— DESCRIPTION OF THE TASK —
Every line of the material below must be repeated exactly.

— Position identification records —
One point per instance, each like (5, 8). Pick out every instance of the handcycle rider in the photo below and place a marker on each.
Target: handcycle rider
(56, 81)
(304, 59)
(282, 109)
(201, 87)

— THE REPLY —
One point per instance, each like (5, 8). Pick out every instance of the handcycle rider in the photo below and place a marker on each.
Target: handcycle rider
(56, 81)
(304, 59)
(282, 109)
(201, 87)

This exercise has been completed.